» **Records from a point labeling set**
┄┄┄┄┄┄┄┄┄┄

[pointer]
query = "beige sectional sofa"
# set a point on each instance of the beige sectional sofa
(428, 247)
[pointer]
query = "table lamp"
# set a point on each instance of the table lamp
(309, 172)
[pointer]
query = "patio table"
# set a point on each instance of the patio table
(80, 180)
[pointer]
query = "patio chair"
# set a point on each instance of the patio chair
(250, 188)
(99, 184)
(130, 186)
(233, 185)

┄┄┄┄┄┄┄┄┄┄

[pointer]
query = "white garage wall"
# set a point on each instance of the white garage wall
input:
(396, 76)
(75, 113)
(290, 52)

┄┄┄┄┄┄┄┄┄┄

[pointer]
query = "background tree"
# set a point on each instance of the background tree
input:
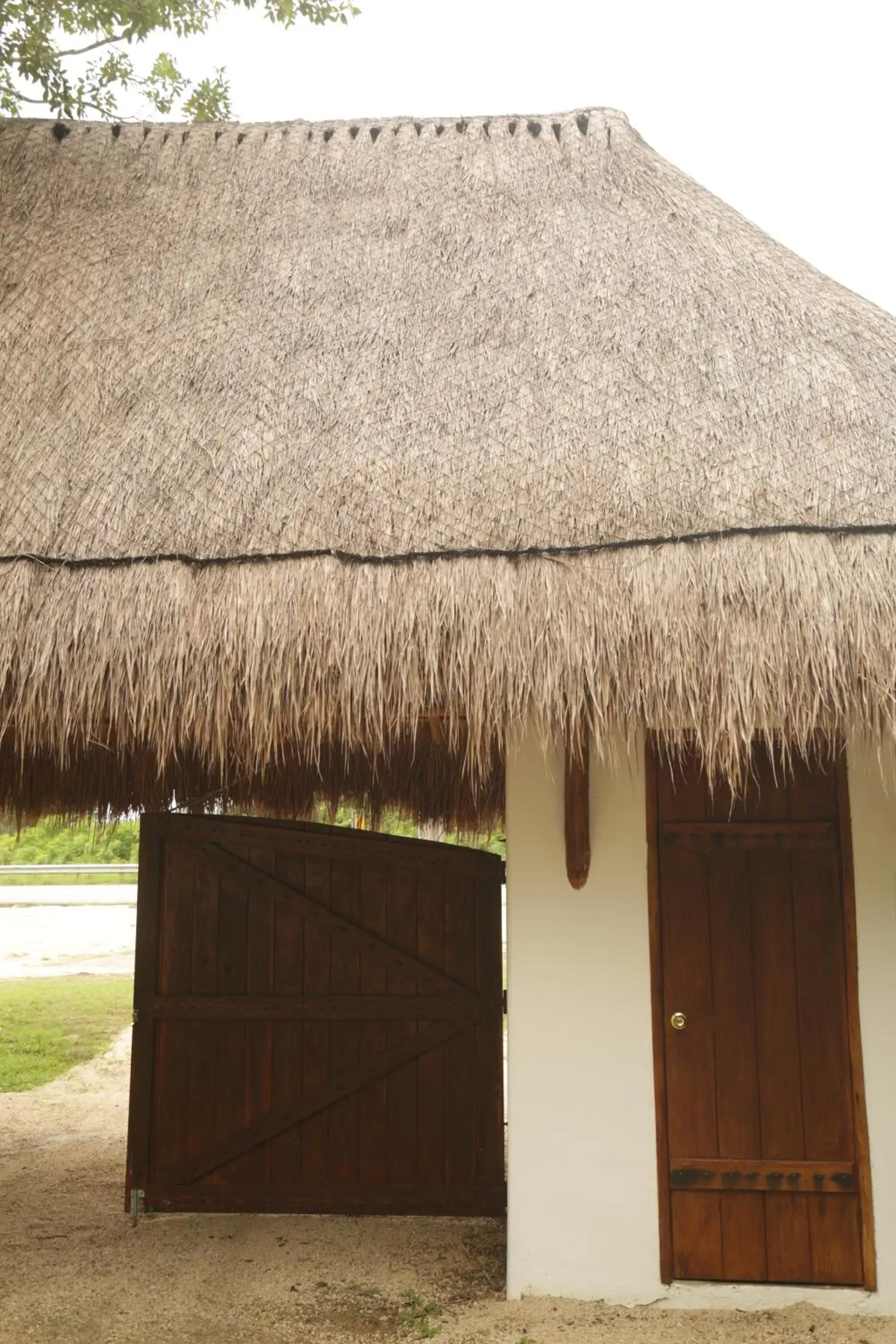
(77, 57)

┄┄┄┄┄┄┄┄┄┄

» **Requirements**
Identify every line in the listing that contains the string "instance", and copy each of those lines.

» **Answer in full**
# set a point on each instance of the beige sectional sofa
# set a point on each instance of the table lamp
# set a point on each instance of the patio table
# set a point on each instance of the patio chair
# set a point on each instance of the white garage wall
# set a point on each instance of the background tree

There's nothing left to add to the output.